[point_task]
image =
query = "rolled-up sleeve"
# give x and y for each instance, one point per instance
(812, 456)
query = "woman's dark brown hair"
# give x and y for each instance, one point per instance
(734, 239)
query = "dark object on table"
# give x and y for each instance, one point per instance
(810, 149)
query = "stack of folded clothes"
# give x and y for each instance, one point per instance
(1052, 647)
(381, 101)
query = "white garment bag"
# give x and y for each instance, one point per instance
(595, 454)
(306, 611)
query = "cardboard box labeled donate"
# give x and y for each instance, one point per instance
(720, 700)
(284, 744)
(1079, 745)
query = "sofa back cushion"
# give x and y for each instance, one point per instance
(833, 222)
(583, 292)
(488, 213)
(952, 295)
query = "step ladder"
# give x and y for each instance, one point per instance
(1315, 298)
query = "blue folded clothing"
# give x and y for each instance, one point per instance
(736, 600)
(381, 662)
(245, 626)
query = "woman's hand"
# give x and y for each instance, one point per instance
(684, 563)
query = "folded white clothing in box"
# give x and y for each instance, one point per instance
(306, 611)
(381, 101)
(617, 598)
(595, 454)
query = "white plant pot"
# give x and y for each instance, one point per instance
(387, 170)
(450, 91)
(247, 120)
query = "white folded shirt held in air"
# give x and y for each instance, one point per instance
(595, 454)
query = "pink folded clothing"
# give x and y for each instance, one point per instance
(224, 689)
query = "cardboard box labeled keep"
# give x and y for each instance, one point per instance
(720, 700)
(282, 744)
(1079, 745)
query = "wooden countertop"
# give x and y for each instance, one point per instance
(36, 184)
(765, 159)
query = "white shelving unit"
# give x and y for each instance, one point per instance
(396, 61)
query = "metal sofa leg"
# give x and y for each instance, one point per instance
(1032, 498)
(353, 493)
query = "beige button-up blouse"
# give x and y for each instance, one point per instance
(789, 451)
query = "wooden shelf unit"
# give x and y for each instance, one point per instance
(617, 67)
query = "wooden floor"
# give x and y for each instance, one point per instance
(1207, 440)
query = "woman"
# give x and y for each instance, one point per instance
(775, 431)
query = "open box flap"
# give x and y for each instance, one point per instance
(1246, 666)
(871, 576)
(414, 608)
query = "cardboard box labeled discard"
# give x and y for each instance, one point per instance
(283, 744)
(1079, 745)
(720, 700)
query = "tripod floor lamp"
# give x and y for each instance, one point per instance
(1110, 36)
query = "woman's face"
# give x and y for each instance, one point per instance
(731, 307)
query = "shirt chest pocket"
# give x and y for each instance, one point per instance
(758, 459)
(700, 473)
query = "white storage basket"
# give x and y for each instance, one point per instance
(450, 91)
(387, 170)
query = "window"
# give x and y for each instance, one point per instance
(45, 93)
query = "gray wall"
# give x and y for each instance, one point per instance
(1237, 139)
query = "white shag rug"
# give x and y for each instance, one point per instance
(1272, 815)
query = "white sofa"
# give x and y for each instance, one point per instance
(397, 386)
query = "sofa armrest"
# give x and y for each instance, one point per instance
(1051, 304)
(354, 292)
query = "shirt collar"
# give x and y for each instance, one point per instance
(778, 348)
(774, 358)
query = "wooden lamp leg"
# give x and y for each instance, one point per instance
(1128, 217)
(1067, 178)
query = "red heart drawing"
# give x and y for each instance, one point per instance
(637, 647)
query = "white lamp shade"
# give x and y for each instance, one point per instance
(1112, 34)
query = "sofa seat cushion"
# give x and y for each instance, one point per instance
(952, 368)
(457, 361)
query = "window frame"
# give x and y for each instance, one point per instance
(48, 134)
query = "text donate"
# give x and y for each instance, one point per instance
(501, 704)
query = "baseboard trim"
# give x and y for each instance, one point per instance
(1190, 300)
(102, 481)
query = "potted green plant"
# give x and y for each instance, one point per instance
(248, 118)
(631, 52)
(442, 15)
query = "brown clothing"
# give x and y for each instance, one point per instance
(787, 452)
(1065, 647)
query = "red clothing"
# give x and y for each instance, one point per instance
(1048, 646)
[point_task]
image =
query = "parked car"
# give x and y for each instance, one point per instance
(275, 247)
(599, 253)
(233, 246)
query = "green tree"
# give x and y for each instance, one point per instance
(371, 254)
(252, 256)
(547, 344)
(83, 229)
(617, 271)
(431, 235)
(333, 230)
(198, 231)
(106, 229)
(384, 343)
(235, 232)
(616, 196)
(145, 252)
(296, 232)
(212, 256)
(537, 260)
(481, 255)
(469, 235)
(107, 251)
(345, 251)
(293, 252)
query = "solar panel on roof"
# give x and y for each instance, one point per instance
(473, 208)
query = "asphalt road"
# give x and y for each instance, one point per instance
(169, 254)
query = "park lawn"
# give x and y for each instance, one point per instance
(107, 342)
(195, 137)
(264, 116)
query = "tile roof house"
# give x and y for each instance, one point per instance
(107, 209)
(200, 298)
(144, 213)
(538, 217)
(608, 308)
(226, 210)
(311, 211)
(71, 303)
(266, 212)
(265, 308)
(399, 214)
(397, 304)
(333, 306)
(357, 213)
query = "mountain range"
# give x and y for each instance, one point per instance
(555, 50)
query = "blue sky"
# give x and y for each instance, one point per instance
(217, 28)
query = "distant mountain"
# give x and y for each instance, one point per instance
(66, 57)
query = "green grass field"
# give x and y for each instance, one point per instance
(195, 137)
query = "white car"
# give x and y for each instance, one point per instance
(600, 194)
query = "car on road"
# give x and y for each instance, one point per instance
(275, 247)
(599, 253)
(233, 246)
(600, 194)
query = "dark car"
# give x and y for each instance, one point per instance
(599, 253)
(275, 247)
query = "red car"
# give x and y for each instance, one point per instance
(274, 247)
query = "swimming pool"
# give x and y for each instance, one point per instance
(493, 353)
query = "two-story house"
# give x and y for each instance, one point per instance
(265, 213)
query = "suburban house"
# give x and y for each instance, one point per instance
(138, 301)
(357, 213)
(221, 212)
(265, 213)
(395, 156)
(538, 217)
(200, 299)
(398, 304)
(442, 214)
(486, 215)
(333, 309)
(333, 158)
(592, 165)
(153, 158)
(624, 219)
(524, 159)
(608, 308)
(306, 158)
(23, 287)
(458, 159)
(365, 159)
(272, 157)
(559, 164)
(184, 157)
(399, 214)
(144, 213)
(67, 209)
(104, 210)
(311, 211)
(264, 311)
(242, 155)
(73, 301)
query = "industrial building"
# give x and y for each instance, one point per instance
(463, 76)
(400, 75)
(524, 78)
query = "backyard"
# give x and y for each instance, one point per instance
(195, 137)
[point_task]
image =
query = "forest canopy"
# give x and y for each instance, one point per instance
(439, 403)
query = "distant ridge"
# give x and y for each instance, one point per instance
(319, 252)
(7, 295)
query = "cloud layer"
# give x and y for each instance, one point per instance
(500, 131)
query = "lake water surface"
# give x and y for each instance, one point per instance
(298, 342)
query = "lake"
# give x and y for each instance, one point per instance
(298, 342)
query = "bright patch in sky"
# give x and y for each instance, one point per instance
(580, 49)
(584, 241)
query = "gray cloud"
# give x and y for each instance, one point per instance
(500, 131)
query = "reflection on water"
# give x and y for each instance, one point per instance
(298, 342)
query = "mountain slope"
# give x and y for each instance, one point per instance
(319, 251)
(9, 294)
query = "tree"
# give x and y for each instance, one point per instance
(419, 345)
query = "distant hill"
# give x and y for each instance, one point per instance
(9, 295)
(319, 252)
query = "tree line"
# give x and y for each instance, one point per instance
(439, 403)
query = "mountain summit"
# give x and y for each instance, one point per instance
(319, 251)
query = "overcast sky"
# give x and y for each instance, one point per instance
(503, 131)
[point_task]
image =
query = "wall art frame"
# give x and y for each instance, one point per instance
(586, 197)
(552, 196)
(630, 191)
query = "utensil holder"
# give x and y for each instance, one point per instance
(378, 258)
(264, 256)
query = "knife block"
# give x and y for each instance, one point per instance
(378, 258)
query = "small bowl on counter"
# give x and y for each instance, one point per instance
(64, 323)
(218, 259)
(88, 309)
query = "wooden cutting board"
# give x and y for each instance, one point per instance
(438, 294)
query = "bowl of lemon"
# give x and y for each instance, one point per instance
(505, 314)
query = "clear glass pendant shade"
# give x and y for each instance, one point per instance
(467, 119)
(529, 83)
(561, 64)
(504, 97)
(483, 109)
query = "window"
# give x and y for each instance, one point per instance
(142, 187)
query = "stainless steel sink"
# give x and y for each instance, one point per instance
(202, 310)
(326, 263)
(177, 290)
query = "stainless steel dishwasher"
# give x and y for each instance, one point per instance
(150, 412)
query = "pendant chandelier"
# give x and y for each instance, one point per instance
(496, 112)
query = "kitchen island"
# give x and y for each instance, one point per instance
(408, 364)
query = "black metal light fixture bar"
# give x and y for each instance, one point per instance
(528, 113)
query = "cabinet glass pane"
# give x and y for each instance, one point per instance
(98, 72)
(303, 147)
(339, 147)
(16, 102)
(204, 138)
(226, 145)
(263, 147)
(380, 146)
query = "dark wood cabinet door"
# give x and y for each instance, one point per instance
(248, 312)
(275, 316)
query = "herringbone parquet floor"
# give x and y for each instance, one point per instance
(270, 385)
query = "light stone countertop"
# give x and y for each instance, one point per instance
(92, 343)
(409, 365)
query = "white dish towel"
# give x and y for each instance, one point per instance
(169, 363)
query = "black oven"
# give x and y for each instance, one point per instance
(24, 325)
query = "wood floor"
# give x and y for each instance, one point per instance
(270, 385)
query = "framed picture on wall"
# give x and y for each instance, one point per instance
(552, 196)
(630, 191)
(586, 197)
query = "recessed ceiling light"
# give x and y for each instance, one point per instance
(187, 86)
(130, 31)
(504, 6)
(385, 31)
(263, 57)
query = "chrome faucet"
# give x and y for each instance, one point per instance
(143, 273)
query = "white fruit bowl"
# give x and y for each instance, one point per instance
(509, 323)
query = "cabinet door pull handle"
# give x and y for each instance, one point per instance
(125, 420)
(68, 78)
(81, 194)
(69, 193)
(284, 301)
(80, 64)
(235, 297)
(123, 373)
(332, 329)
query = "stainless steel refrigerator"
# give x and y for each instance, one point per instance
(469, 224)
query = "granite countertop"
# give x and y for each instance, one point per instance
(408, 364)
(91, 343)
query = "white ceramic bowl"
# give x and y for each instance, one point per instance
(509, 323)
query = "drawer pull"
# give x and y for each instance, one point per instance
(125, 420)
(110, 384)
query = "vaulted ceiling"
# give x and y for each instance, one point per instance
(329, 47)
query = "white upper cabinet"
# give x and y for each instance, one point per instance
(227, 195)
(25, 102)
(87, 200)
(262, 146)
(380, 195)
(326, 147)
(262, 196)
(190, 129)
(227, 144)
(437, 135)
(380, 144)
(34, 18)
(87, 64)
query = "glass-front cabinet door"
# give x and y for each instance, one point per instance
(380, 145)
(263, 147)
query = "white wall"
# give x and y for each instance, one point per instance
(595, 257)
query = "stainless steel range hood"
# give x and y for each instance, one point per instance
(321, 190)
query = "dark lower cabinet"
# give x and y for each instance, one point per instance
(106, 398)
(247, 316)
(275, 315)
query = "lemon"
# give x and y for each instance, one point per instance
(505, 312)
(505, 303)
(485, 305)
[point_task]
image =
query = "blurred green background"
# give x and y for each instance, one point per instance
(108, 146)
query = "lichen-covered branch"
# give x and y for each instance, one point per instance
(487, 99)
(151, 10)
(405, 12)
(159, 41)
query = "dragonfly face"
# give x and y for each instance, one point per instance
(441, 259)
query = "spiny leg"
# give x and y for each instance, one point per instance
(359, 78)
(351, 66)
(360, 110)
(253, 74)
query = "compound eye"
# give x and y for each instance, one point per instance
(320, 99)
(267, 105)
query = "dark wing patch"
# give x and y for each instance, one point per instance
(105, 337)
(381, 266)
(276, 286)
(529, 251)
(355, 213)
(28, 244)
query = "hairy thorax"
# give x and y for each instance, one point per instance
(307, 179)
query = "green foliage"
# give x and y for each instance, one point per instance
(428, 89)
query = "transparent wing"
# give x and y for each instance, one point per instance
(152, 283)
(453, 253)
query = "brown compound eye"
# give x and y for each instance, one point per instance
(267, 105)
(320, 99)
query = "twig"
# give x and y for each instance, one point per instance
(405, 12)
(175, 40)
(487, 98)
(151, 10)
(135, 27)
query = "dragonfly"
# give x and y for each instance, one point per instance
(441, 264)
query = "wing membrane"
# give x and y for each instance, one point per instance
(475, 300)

***

* Problem statement *
Filter the listing above, keeping only the lines with "lake".

* Answer below *
query = "lake water surface"
query = "lake"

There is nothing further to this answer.